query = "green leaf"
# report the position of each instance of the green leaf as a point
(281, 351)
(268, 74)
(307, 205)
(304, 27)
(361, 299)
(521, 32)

> _The problem_: Print each record again. Nothing may be left out.

> _Task solution_:
query = "green leaf"
# report the position of each instance of the green leaf as a point
(281, 351)
(268, 74)
(307, 205)
(304, 27)
(361, 299)
(521, 32)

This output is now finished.